## EXERCISE AIM
Starting at the line with "One point goes on every instance of the blue and", retype every line through the end of the listing exactly as written, and nothing before it.
-*-*-
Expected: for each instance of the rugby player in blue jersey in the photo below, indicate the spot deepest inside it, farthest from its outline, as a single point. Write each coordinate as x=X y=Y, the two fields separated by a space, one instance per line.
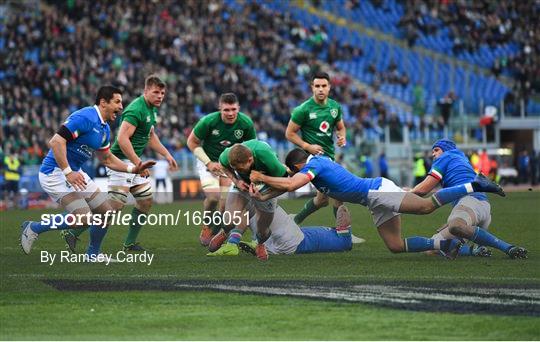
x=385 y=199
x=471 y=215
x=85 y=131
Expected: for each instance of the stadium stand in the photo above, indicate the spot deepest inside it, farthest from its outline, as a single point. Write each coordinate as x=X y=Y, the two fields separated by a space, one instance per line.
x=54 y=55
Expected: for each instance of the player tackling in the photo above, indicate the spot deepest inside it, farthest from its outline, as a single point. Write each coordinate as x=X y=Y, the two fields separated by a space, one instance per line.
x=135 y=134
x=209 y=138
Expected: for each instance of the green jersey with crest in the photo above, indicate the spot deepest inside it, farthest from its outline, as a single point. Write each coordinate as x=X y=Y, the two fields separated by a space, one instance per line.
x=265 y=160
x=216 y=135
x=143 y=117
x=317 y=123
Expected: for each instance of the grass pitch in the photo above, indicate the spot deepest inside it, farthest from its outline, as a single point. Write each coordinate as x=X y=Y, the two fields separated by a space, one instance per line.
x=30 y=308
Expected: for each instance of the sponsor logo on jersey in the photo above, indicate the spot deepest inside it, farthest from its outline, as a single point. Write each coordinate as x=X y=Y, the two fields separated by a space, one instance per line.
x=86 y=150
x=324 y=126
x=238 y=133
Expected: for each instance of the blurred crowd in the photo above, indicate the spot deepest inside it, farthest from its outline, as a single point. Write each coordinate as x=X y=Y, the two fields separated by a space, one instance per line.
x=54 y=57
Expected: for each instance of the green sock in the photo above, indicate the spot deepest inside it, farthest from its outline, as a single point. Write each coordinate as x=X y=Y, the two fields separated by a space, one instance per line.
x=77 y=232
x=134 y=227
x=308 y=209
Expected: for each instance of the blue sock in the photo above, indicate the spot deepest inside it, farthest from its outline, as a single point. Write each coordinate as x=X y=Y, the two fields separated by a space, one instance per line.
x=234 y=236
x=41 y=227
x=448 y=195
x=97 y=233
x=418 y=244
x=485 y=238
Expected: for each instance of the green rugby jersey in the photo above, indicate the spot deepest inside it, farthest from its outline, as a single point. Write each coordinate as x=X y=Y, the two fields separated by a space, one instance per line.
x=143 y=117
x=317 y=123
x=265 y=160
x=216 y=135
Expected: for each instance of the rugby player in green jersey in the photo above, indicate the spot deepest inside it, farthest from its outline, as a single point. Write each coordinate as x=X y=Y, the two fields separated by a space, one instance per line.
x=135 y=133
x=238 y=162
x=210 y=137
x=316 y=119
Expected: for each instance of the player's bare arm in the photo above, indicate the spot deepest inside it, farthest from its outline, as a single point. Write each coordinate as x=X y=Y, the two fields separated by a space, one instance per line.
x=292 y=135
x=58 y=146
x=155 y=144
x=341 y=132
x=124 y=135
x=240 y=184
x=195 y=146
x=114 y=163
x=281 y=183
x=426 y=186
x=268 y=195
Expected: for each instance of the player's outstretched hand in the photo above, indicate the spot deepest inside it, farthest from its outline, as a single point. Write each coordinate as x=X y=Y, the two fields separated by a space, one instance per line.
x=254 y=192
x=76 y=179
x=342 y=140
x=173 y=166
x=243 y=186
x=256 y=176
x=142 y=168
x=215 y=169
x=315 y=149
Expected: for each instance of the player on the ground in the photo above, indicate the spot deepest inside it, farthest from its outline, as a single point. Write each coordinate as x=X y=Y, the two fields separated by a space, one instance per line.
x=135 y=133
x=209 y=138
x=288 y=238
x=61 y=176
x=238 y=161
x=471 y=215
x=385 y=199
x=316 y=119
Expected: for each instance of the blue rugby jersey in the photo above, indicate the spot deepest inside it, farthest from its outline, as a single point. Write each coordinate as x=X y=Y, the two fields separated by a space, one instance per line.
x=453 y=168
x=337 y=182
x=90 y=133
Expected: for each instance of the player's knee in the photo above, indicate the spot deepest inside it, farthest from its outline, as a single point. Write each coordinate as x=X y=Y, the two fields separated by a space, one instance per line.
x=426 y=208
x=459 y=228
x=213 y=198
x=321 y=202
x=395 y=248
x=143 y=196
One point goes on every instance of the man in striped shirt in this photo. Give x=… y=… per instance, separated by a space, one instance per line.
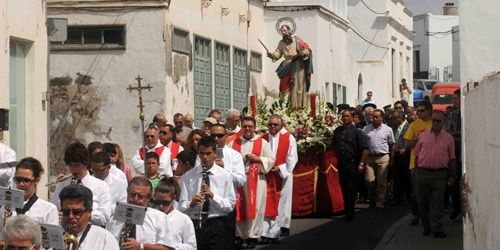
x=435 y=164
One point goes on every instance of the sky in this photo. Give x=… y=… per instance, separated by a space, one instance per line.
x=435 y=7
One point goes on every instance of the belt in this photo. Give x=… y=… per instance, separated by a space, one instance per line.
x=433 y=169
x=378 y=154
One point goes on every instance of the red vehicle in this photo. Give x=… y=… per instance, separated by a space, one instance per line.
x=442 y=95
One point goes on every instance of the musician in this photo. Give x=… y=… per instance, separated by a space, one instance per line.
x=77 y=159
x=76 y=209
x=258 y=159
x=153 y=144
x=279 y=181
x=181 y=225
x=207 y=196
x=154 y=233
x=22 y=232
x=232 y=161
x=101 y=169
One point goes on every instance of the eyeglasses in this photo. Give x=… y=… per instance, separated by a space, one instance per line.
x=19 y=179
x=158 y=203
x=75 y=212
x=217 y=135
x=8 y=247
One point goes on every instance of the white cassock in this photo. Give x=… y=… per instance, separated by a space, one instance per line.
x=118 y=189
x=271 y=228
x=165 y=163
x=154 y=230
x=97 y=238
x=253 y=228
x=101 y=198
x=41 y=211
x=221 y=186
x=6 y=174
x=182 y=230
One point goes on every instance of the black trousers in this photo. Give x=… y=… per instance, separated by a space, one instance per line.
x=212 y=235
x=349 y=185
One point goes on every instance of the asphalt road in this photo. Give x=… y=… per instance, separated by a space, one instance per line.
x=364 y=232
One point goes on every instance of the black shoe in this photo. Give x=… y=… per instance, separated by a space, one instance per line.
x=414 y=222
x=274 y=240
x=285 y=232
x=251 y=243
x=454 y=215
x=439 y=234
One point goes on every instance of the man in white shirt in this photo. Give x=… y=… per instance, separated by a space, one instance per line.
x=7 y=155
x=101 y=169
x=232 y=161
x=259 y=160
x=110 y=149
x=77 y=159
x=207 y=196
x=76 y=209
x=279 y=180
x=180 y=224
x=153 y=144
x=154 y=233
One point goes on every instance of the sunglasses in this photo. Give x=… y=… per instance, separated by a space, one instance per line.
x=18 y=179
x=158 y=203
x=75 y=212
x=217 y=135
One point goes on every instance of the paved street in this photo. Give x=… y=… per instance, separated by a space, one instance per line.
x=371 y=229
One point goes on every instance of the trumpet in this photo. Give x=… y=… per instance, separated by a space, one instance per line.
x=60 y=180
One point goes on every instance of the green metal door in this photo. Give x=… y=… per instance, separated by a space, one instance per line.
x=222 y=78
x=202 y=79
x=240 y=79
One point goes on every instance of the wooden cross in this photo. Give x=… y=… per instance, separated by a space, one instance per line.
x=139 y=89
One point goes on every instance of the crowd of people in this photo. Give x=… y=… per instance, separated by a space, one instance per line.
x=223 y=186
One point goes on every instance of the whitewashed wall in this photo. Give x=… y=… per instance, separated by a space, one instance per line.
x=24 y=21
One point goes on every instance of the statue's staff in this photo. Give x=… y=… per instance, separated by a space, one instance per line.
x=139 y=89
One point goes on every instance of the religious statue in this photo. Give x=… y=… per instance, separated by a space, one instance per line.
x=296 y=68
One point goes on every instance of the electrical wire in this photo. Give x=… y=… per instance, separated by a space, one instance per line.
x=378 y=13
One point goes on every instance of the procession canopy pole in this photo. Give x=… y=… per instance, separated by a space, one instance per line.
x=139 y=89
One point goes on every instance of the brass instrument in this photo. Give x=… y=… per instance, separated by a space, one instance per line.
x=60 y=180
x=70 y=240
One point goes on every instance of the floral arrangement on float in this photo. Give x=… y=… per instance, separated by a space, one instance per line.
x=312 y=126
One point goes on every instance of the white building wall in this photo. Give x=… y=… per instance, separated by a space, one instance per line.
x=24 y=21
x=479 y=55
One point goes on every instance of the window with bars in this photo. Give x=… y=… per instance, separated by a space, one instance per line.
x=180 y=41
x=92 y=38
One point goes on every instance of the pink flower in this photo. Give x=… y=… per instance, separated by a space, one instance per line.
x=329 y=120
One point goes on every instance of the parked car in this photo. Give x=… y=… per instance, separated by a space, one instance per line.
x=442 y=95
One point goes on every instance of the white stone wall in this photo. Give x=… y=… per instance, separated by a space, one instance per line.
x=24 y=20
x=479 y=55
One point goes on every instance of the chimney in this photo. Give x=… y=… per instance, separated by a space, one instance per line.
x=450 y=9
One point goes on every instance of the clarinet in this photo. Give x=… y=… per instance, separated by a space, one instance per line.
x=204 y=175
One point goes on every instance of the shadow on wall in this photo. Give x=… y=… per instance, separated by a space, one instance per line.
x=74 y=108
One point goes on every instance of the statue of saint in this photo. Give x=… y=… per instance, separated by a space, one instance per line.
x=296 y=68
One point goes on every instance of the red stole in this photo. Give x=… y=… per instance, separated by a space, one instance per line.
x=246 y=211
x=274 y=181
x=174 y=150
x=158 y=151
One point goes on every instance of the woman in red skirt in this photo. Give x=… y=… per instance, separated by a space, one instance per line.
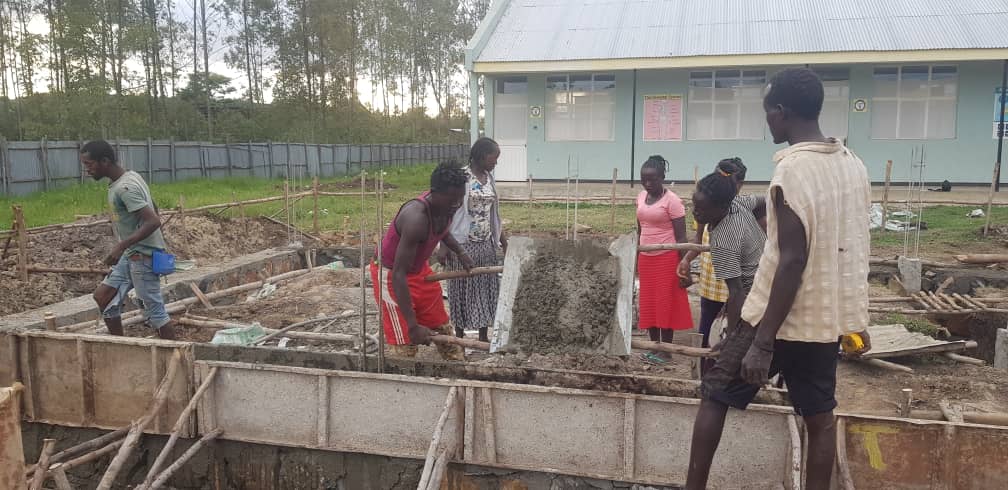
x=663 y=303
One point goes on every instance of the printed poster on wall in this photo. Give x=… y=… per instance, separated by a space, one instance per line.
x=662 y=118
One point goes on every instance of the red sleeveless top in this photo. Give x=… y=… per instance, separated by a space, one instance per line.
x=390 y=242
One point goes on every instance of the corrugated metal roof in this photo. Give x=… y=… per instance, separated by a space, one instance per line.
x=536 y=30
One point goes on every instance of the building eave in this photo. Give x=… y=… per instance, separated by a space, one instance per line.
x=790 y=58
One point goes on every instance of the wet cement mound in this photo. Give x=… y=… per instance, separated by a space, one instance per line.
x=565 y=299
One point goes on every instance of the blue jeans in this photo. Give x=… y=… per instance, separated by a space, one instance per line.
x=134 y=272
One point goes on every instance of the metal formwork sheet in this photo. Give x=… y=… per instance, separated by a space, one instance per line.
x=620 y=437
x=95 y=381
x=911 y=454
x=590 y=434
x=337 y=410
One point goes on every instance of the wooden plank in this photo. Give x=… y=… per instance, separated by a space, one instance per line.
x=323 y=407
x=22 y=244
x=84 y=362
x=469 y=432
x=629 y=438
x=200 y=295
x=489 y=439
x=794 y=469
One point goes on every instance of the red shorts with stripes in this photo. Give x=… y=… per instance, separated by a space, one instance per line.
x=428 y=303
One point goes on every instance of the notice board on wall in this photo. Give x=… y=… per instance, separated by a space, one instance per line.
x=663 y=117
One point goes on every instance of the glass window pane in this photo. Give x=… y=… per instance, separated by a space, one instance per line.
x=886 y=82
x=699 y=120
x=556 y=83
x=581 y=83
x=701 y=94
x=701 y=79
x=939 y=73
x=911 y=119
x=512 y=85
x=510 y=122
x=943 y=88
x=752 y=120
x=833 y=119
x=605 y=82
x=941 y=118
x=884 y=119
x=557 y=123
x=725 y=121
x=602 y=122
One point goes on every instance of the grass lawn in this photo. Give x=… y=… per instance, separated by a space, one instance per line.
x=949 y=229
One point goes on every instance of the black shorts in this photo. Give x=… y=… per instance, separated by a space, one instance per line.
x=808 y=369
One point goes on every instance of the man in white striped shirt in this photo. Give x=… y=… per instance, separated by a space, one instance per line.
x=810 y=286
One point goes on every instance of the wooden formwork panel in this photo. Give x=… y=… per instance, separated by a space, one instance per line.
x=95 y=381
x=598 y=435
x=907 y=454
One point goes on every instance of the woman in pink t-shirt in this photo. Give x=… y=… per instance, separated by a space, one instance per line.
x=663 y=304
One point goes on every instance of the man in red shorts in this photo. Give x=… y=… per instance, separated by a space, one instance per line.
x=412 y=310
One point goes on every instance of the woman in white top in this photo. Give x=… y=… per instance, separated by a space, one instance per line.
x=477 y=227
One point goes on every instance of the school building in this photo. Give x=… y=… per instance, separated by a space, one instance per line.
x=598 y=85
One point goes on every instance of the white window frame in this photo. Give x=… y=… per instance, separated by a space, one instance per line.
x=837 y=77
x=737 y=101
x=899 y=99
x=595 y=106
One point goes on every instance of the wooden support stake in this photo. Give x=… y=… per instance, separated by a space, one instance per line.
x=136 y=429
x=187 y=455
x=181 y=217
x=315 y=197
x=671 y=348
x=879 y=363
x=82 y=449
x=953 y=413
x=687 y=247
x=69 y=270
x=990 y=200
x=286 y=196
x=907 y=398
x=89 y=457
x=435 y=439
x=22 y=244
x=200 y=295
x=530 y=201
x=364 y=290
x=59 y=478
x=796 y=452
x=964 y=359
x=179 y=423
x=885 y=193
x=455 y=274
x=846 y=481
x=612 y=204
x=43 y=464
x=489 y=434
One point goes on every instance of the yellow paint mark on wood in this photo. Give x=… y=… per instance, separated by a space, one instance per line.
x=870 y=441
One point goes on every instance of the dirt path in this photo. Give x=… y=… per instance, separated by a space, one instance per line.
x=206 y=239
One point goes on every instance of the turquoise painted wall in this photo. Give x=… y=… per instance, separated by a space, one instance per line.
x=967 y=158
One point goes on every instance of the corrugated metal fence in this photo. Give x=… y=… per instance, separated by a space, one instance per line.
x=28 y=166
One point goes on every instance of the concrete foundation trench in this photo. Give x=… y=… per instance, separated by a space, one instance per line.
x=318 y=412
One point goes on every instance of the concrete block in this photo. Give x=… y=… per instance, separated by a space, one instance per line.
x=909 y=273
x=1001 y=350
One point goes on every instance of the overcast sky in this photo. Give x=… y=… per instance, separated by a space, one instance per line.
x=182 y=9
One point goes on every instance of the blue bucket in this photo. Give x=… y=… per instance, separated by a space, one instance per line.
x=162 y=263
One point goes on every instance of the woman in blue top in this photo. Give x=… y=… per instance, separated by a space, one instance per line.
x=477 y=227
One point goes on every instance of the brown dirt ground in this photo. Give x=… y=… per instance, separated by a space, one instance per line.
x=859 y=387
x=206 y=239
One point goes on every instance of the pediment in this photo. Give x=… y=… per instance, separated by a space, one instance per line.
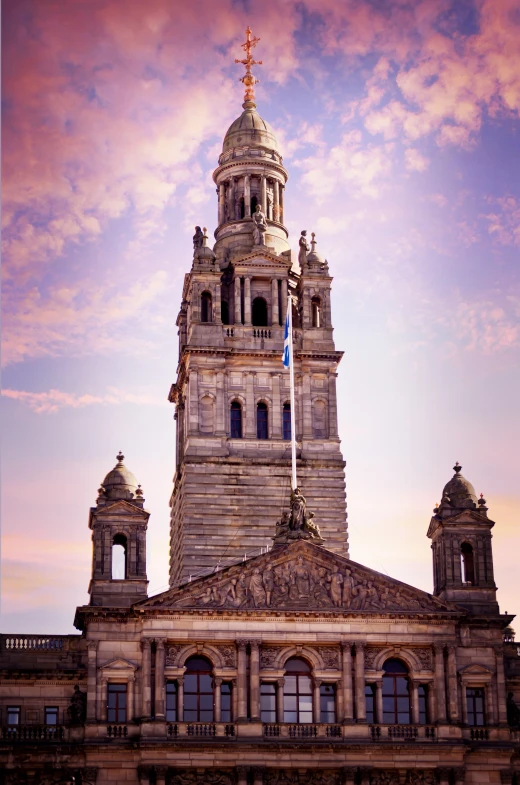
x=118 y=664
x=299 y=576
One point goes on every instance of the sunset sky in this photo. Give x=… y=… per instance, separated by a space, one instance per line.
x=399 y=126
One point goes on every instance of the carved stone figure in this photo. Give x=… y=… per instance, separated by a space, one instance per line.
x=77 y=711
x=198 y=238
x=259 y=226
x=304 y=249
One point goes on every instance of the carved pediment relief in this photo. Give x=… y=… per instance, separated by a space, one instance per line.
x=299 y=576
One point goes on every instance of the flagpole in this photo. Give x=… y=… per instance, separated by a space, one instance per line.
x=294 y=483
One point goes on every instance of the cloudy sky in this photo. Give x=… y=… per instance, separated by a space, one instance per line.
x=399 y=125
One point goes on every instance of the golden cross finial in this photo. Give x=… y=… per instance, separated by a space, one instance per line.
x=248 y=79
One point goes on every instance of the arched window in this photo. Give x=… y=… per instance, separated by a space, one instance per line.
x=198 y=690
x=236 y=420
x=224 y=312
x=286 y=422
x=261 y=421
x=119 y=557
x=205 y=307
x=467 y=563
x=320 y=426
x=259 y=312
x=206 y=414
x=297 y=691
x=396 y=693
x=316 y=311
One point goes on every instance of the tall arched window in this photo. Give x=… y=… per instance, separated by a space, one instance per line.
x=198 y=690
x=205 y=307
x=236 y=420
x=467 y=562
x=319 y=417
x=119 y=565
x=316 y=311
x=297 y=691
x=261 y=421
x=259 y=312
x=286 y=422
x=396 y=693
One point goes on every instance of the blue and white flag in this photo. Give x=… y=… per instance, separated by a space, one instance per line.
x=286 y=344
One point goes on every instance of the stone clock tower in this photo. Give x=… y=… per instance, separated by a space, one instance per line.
-*-*-
## SOLUTION
One point goes on every instance of the blue and white flag in this photo. Give x=… y=… per instance, separated by a space, one instance per line.
x=286 y=344
One point goes on every instance of the stone clock tower in this photo. Give x=… y=… per instance, separated by a space, one instance per line.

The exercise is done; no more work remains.